§ **Aim**: Gather every line of the records below that contains the string "wicker", and copy each one. Treat case as significant.

(Bounding-box records)
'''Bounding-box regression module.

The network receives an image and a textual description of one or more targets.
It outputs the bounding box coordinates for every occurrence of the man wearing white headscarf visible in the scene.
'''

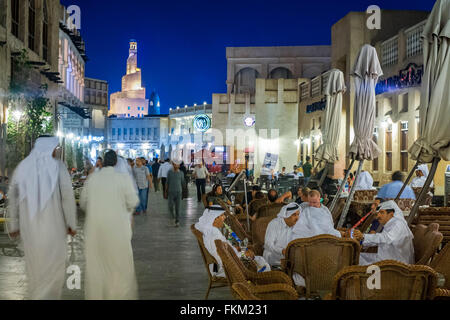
[8,137,77,300]
[410,164,433,188]
[354,171,376,191]
[263,202,300,266]
[291,190,341,241]
[354,201,414,266]
[80,150,139,300]
[290,190,342,287]
[195,206,270,277]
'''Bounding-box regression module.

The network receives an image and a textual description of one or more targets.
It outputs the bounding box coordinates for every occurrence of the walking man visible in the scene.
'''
[166,160,184,227]
[133,158,152,215]
[194,163,209,202]
[80,150,139,300]
[8,136,77,300]
[152,159,161,192]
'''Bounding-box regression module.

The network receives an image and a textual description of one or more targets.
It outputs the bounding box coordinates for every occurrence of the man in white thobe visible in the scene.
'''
[80,150,139,300]
[290,190,342,287]
[354,201,414,266]
[195,206,270,277]
[8,137,77,300]
[263,202,300,266]
[410,164,433,188]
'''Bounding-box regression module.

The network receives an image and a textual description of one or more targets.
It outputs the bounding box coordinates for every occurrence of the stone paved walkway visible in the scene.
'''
[0,182,232,300]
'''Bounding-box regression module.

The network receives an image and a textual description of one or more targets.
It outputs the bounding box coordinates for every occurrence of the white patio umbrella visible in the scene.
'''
[316,69,347,187]
[408,0,450,223]
[315,69,347,163]
[338,44,383,227]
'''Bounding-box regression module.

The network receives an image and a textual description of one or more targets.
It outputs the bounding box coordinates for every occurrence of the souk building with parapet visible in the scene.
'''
[106,39,169,158]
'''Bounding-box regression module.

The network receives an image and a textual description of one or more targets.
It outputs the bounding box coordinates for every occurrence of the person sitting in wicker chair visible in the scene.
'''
[354,201,414,266]
[195,206,270,277]
[263,202,300,266]
[290,190,345,287]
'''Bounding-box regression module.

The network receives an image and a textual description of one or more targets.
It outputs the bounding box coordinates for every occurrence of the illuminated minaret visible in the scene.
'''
[109,40,149,118]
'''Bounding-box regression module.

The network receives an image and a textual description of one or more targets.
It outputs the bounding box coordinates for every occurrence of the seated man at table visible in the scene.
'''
[283,190,344,287]
[263,202,300,266]
[195,206,270,277]
[377,171,416,200]
[354,201,414,266]
[369,198,405,234]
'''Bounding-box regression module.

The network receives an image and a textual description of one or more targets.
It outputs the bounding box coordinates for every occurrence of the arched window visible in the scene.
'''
[42,0,49,61]
[269,67,292,79]
[233,68,259,94]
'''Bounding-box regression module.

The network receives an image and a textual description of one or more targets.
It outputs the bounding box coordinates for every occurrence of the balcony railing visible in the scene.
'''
[405,20,426,58]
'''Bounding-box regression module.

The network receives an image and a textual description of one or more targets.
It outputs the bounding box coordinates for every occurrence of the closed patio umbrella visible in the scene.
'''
[338,44,383,227]
[315,69,347,187]
[159,143,166,161]
[408,0,450,223]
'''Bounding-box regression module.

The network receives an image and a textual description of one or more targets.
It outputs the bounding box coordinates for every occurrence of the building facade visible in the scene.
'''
[212,46,331,176]
[298,10,448,195]
[106,115,169,159]
[0,0,61,175]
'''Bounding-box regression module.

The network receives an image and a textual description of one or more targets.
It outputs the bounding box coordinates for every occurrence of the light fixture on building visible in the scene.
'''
[244,116,255,128]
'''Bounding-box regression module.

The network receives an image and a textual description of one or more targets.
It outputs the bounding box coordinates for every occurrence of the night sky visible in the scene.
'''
[61,0,435,113]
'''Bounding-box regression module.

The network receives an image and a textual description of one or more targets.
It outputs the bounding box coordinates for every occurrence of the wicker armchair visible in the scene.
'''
[327,260,437,300]
[257,203,286,218]
[215,240,292,300]
[331,198,347,227]
[252,217,275,256]
[413,223,443,265]
[414,207,450,247]
[191,225,228,300]
[353,189,378,201]
[384,199,416,211]
[285,235,360,298]
[232,282,298,301]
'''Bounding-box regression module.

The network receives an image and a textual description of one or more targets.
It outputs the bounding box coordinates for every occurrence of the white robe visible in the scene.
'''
[8,161,77,300]
[263,218,292,266]
[359,217,414,266]
[80,167,139,300]
[290,204,341,287]
[355,171,376,191]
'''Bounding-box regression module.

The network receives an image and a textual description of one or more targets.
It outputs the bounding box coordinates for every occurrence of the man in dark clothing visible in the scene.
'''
[152,159,161,192]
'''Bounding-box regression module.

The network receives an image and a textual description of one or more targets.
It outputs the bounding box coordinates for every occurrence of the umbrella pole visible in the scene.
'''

§ **The result**:
It outputs the bounding box coordinates for every occurrence of the person sitting in wicker chair visible in the scene.
It outputs the bounding box coordinates for every occurrence of the wicker armchair visible in the scene.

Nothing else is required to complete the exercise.